- Items from a dataset:
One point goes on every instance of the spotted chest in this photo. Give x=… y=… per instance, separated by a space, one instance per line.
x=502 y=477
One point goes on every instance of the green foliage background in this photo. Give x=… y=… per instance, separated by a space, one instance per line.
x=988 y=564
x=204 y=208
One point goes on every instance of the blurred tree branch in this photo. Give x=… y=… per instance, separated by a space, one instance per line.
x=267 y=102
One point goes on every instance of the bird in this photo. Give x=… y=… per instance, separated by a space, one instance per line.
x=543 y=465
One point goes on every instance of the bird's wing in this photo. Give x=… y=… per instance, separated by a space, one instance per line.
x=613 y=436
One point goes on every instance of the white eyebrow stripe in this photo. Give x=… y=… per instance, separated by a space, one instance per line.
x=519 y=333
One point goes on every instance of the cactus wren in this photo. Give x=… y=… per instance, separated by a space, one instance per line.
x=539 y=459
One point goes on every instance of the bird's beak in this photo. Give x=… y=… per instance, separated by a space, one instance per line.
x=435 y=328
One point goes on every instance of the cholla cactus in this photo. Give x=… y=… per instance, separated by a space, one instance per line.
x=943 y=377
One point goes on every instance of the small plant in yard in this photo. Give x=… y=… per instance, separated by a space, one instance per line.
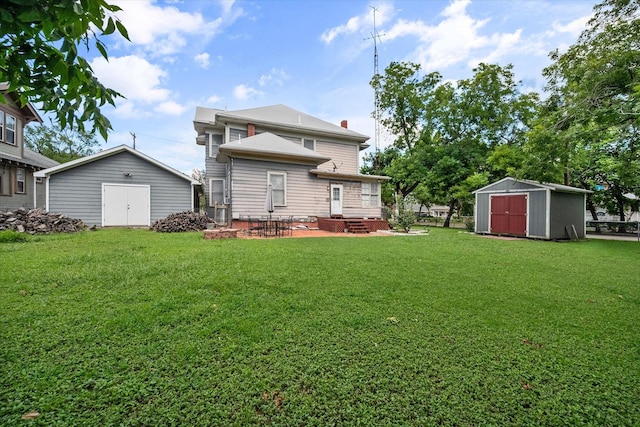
x=11 y=236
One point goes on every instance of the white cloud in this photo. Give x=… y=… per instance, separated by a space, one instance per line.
x=165 y=30
x=243 y=92
x=214 y=99
x=276 y=76
x=574 y=27
x=202 y=60
x=132 y=76
x=170 y=108
x=362 y=23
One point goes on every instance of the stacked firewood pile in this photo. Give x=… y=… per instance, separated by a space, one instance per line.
x=183 y=221
x=38 y=221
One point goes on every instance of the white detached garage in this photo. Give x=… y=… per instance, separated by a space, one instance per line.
x=117 y=187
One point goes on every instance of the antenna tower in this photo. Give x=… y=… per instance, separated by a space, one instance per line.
x=376 y=38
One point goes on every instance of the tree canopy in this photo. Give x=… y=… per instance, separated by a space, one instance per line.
x=61 y=145
x=41 y=42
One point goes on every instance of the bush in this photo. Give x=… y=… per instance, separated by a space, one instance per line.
x=11 y=236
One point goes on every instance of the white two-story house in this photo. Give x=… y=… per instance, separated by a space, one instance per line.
x=18 y=187
x=312 y=166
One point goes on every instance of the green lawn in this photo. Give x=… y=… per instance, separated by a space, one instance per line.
x=131 y=327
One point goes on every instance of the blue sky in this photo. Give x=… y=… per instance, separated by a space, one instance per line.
x=314 y=56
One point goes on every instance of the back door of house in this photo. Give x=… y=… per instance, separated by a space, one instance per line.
x=125 y=205
x=336 y=199
x=509 y=214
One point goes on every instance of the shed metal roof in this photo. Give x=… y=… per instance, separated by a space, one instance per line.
x=542 y=185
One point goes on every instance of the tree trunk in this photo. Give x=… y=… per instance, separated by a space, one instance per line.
x=447 y=221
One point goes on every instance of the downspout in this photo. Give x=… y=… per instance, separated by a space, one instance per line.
x=35 y=190
x=230 y=191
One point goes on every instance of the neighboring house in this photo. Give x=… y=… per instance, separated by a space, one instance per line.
x=312 y=165
x=17 y=163
x=117 y=187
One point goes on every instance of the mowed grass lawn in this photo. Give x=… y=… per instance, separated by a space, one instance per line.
x=131 y=327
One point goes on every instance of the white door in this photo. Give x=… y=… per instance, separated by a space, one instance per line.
x=336 y=199
x=125 y=205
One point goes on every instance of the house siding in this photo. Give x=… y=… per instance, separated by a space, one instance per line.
x=345 y=156
x=307 y=195
x=77 y=192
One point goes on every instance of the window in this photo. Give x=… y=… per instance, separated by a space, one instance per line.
x=278 y=181
x=20 y=178
x=10 y=130
x=237 y=134
x=214 y=144
x=370 y=195
x=216 y=192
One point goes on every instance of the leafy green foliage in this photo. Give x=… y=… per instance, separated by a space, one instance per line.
x=130 y=327
x=40 y=60
x=588 y=131
x=61 y=145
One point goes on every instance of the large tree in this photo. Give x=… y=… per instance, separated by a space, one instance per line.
x=40 y=42
x=446 y=132
x=61 y=145
x=588 y=132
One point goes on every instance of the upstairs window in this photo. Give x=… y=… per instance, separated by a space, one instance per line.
x=10 y=129
x=20 y=181
x=278 y=181
x=214 y=144
x=237 y=134
x=370 y=195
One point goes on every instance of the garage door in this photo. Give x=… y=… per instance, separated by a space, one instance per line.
x=125 y=205
x=509 y=215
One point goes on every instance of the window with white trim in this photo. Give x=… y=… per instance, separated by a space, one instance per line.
x=278 y=181
x=237 y=134
x=370 y=192
x=10 y=129
x=216 y=192
x=20 y=181
x=214 y=144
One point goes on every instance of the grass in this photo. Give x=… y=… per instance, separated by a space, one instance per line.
x=130 y=327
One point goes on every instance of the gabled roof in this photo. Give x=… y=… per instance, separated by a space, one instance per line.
x=542 y=185
x=267 y=146
x=277 y=116
x=107 y=153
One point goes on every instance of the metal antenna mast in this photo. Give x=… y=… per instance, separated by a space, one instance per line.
x=376 y=37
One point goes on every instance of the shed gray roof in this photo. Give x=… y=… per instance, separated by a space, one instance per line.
x=106 y=153
x=268 y=145
x=542 y=185
x=279 y=116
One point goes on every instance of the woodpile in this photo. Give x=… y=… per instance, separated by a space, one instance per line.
x=38 y=221
x=183 y=221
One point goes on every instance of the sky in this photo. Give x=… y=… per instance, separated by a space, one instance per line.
x=314 y=56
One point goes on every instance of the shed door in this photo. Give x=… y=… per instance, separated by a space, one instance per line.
x=509 y=215
x=125 y=205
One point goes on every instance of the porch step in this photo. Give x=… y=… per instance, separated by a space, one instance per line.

- WHAT IS REQUIRED:
What is needed is an exact repeat of the records, with every picture left out.

- RESULT:
One point goes on every instance of the spotted chest in this photo. Give x=… y=… per instance, separated by a space, one instance per line.
x=502 y=477
One point goes on every instance of the green foliage background in this photo. Give x=… y=… per instance, separated by a space, one instance per line.
x=988 y=564
x=204 y=208
One point goes on every instance of the blurred tree branch in this photo. Give x=… y=… per instance, separated by a space, one instance per line.
x=267 y=102
One point goes on every instance of the bird in this photo. Give x=… y=… per instance, separated by a space, one instance per line.
x=543 y=465
One point goes on every instance of the bird's wing in this photo. Give x=… y=… per instance, separated by a space, one instance per line.
x=613 y=436
One point goes on every instance of the white eyebrow stripe in this photo. Give x=… y=… per instance, separated by a space, one instance per line.
x=519 y=333
One point goes on every instance of the cactus wren in this photo. Give x=… y=… per instance, separated by a space, one instance per line.
x=539 y=459
One point goes on every instance of the bird's beak in this photo. Give x=… y=… per instance, separated by a space, one instance per line.
x=435 y=328
One point goes on every instance of the cholla cactus in this photo. Give x=… y=… per instance, separated by a space, one instance per line.
x=943 y=377
One point goes on every instance of the small plant in yard in this photo. Give x=… y=… per instance, separated by a space, one instance per line.
x=11 y=236
One point goes on every instance of the white cloud in this photo. Give x=… y=… per instance, separated by a space, one instance per line.
x=165 y=30
x=243 y=92
x=214 y=99
x=276 y=76
x=574 y=27
x=202 y=60
x=132 y=76
x=170 y=108
x=362 y=23
One point goes on every instance of the stacked firewood pile in this photo. Give x=… y=… per instance, separated by a space, one instance per line.
x=183 y=221
x=38 y=221
One point goes on every instance of the white detached garage in this photo. Give x=… y=… per instance, separated by a space, one instance per line.
x=117 y=187
One point goes on every instance of the antenna tower in this photo. Give x=… y=… per instance, separated by a space, one instance per line.
x=376 y=38
One point goes on every instance of the tree canopy in this photo. Give x=… y=… per instance, separated by a space, one instance per line.
x=61 y=145
x=41 y=42
One point goes on every instance of the bush in this photo. Give x=… y=… per instance, separated by a space, one instance per line.
x=11 y=236
One point goes on every instance of the white two-story house in this photo. Give x=… y=… per instance, separated by a space, one instance per line.
x=18 y=187
x=312 y=166
One point goes on every instance of the green lawn in this photo. Give x=… y=… per instance, separated by a space, one instance per line.
x=131 y=327
One point goes on every instance of the blue sky in this photo. Give x=… y=… per instance, separated by a space, one instance per line.
x=314 y=56
One point goes on every instance of the back door of house in this photo. Give x=… y=… per instance, separated by a space, one instance per line.
x=125 y=205
x=336 y=199
x=509 y=214
One point goes on every instance of the shed metal roof in this photo. Give x=… y=… per instance, separated by a space, one instance per line.
x=542 y=185
One point goes on every instance of the tree trunk in this photo. Give x=… y=… per instance, separated by a space, one instance per line.
x=447 y=221
One point goes on every instance of the downspout in this photo. Give x=… y=… per instance, separated by a space, one instance per line.
x=35 y=190
x=230 y=191
One point goes on every instance of the neighboring house in this photo. Give x=… y=… per instance, separated by a space, one instance per line.
x=312 y=165
x=17 y=163
x=117 y=187
One point goes on every instance of the mowed grass lawn in this photo. Give x=… y=… per instance, separated by a space, one instance per line.
x=131 y=327
One point goes on every instance of the white door in this photo. Give x=… y=… per instance, separated by a space, one instance per line.
x=336 y=199
x=125 y=205
One point goes on every instance of the house siding in this photo. Give x=… y=… per instance, separated by a space, one instance per line.
x=345 y=156
x=307 y=195
x=77 y=192
One point goes on every instance of the window in this photo. Give x=… y=… per instance, separated by a space, one instance per line.
x=278 y=181
x=20 y=178
x=10 y=130
x=237 y=134
x=214 y=144
x=370 y=195
x=216 y=192
One point goes on every instance of the leafy green foliage in this photo. Give x=… y=… per instance, separated by a space, one instance per line.
x=130 y=327
x=40 y=60
x=588 y=131
x=61 y=145
One point goes on every instance of the large tree in this photo. Give x=… y=… per instance, separated by a space, one instance per line.
x=40 y=42
x=446 y=132
x=61 y=145
x=588 y=132
One point goes on every instance of the upstairs window in this photo. Give x=… y=… per instance, separated by a space, one instance per line.
x=10 y=129
x=20 y=181
x=278 y=181
x=214 y=144
x=237 y=134
x=370 y=195
One point goes on every instance of the garage door in this photo. Give x=… y=… per instance, separated by a space, one instance per line.
x=125 y=205
x=509 y=215
One point goes on every instance of the window with white trim in this photo. Give x=… y=… per instance, separated by a space, one instance per line.
x=278 y=181
x=237 y=134
x=370 y=192
x=10 y=129
x=216 y=192
x=20 y=181
x=214 y=144
One point goes on every instance of the grass in this photo. Give x=… y=… per instance, separated by a space, one instance per line.
x=130 y=327
One point goes on every instance of the gabled roof in this photo. Give x=… y=… per instance, separated by a space, one instance per line.
x=542 y=185
x=267 y=146
x=277 y=116
x=107 y=153
One point goes on every instance of the metal antenna mast in this photo. Give x=… y=… per instance, separated by a space, one instance per line.
x=376 y=37
One point goes on every instance of the shed gray roof in this photo. Give x=… y=… per instance, separated by a space, one instance per line.
x=106 y=153
x=268 y=145
x=542 y=185
x=279 y=116
One point goes on every instance of the woodpile in this photo. Give x=… y=… per instance, separated by a space, one instance per line.
x=38 y=221
x=183 y=221
One point goes on every instance of the sky in this photo. Give x=… y=… per instance, separated by a space, one instance per line.
x=314 y=56
One point goes on every instance of the shed door in this photo. Give x=… y=… per instance, separated by a space, one instance per line.
x=509 y=215
x=125 y=205
One point goes on every instance of the porch step in this photo. Give x=… y=… per instance, separated by a space, one instance per line.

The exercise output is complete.